**TEXT SEGMENT:**
A Jordanian border official told Reuters that at least two dozen Jordanian truck drivers had been detained in the offloading area by Israel’s military for questioning.
Israeli prime minister Benjamin Netanyahu condemned the attack and linked it to Israel’s larger conflict with Iran and allied militant groups, including Hamas and Hezbollah in Lebanon.
At the start of a cabinet meeting, he sent his condolences to the victims’ families and said: “A loathsome terrorist murdered three of our citizens in cold blood at the Allenby Bridge.”
The Allenby Bridge over the Jordan River, also known as the King Hussein Bridge, is mainly used by Palestinians and international tourists, as well as for cargo shipments.
It lies about halfway between Amman and Jerusalem, and is the only entry point to the West Bank that does not go through Israel.
The Hamas attack on 7 October killed some 1,200 people, mostly civilians. Another 250 people were abducted and taken into Gaza. Hamas and other militant groups are still holding around 100 after releasing most of the rest in exchange for Palestinians imprisoned by Israel during a week-long ceasefire last November. Around a third of the remaining hostages inside Gaza are believed to be dead.
In the wake of the Gaza conflict, the West Bank has also seen a surge of violence, with near-daily military arrest raids being carried out in dense Palestinian residential areas.
There has also been a rise in violence between Israeli settlers and Palestinians.
On Sunday in northern Gaza, an Israeli airstrike killed a senior aid official and four members of his family, who had been living in the urban Jabaliya refugee camp.

**STORED ROWS:**
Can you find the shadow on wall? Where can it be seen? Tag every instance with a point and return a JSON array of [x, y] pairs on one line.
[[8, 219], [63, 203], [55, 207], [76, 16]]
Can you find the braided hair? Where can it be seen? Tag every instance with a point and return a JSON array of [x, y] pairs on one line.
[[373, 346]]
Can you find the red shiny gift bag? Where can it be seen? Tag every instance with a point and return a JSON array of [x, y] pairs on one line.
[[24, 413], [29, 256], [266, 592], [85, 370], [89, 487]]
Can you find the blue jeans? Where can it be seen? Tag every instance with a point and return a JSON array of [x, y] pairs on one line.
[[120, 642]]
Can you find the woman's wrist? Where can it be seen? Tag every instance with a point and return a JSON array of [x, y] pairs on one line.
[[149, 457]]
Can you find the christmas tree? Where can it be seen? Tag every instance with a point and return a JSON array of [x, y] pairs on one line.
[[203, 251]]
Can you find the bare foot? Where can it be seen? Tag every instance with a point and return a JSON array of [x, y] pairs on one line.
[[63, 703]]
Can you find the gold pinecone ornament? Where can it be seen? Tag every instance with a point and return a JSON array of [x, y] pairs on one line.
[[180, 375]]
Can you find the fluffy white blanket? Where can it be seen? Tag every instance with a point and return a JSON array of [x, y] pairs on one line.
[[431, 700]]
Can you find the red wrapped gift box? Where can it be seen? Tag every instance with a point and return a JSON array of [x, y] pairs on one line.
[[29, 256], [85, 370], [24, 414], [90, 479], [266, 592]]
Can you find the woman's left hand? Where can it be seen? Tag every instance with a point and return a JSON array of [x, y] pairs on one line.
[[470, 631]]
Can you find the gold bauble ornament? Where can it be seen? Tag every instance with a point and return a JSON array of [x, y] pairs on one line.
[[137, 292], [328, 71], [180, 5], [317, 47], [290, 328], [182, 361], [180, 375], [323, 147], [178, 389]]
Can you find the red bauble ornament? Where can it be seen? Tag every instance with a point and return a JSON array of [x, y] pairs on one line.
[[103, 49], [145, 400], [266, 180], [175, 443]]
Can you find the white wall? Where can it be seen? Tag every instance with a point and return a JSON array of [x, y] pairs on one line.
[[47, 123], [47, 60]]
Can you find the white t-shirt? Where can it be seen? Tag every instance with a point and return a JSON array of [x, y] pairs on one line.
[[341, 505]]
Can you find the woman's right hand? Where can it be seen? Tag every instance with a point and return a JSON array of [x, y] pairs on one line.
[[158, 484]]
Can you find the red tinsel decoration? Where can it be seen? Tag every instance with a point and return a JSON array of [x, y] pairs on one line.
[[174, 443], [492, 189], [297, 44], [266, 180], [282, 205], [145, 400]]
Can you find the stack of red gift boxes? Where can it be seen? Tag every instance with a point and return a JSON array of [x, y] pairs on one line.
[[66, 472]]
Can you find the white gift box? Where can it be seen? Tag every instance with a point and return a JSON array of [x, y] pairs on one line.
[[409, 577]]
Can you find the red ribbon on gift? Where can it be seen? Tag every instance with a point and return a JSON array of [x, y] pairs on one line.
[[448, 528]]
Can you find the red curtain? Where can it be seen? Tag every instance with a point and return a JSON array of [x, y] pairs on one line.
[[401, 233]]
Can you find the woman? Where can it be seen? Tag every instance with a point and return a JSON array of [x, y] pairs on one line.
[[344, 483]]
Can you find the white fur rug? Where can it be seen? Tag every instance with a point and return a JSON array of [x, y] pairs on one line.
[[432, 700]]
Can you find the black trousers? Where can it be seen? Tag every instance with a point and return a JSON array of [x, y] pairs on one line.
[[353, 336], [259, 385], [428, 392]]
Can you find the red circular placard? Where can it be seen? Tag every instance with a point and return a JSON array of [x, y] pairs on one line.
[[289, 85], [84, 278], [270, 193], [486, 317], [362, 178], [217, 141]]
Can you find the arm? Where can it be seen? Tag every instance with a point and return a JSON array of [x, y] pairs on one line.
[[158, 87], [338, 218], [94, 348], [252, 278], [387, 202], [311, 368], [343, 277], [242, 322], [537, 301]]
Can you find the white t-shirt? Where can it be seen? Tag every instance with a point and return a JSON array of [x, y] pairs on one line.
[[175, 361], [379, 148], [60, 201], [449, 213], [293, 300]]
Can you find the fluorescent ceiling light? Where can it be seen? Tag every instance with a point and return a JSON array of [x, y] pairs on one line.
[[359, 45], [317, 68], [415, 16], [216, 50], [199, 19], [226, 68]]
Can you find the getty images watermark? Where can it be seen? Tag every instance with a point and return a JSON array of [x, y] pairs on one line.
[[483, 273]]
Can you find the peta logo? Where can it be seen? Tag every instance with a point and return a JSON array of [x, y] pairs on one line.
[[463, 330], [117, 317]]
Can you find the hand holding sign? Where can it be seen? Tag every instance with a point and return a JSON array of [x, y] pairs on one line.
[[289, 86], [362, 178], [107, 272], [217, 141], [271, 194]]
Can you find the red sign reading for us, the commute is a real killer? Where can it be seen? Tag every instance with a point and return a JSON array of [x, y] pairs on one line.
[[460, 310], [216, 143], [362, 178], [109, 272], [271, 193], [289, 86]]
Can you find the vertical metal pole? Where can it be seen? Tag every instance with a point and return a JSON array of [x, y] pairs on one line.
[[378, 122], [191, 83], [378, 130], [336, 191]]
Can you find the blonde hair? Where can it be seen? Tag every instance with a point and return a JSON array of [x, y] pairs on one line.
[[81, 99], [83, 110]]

**PROBLEMS TO SOLVE:**
a – According to the Allenby Bridge report, by what other name is the Allenby Bridge known?
b – Write the next part of the Allenby Bridge report, continuing on from its final sentence.
The rows come from a separate source and are unrelated to the Allenby Bridge report.

**EXERCISE RESPONSES:**
a – The King Hussein Bridge.

b –
Mohammed Morsi, who was the deputy director of northern Gaza’s civil defence group, died in the attack alongside two women and two children.
Also on Sunday, loved ones mourned Aysenur Ezgi Eygi, an American-Turkish woman who was shot dead on Friday in the West Bank.
She had been demonstrating against Israeli settlements there. The White House has said it was “deeply disturbed” and called on Israel to investigate, while her family seeks an independent investigation.
Since the outbreak of violence in Gaza, more than 600 Palestinians have been killed in the West Bank amid army raids and settler attacks.
Meanwhile, over 40,000 Palestinians have died inside the besieged enclave, while an estimated 90 per cent of Gaza’s population of 2.3 million people have been displaced.
Ceasefire negotiations led by the United States, Qatar and Egypt have spent months trying to broker a deal and the return of the hostages taken by Hamas, but neither side have been able to agree on terms.